▼
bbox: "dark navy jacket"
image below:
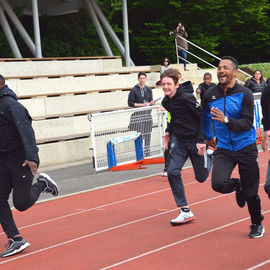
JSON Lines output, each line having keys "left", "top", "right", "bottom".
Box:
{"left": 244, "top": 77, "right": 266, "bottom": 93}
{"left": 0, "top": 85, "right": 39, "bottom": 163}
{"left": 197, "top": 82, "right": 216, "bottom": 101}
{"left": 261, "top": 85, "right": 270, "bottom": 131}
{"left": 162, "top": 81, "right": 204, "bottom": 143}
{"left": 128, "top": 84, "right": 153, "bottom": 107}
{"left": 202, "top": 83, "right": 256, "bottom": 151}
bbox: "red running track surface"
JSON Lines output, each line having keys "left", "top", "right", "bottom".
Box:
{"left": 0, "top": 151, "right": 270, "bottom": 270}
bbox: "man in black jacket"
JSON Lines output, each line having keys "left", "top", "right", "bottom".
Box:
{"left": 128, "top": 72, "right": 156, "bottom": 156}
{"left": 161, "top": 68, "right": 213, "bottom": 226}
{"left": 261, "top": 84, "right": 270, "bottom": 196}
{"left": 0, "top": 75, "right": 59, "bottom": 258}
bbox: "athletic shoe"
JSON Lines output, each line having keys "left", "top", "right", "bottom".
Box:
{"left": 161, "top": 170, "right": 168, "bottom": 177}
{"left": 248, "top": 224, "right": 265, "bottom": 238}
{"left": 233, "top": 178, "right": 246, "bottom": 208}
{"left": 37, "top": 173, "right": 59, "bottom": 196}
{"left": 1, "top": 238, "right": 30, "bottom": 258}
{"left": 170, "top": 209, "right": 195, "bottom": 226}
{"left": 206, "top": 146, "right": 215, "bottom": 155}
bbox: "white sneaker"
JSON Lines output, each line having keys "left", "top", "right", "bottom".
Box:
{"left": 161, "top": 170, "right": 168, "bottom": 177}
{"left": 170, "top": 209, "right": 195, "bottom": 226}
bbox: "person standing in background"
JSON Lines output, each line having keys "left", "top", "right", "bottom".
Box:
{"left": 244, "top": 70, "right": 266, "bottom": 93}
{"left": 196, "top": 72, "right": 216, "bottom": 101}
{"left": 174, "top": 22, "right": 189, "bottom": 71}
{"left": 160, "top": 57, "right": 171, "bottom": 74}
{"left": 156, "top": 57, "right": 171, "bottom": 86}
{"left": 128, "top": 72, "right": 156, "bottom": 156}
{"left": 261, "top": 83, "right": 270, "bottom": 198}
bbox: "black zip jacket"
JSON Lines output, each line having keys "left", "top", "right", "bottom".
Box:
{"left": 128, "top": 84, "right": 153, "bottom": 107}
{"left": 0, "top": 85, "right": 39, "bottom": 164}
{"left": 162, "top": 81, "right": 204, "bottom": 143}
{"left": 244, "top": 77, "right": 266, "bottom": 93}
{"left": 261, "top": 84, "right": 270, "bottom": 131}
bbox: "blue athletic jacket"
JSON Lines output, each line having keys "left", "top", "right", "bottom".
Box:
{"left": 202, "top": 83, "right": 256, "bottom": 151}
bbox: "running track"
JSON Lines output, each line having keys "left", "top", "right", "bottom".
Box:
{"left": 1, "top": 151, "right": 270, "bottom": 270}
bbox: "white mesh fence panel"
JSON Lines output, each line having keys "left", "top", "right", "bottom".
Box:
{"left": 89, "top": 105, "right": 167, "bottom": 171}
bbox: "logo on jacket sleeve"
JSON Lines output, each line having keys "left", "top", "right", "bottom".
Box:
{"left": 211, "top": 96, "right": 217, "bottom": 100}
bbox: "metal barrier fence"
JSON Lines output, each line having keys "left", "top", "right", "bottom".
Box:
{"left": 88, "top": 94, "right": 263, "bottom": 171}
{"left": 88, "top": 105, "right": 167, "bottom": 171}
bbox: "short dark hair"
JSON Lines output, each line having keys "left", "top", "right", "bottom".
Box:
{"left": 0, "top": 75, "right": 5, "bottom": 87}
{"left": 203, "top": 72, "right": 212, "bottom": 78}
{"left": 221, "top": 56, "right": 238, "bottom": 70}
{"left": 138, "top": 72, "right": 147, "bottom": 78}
▲
Every line in the data above that includes the word "black" should be copied.

**WRITTEN SOLUTION:**
bbox: "man in black jacket"
bbox: "black zip jacket"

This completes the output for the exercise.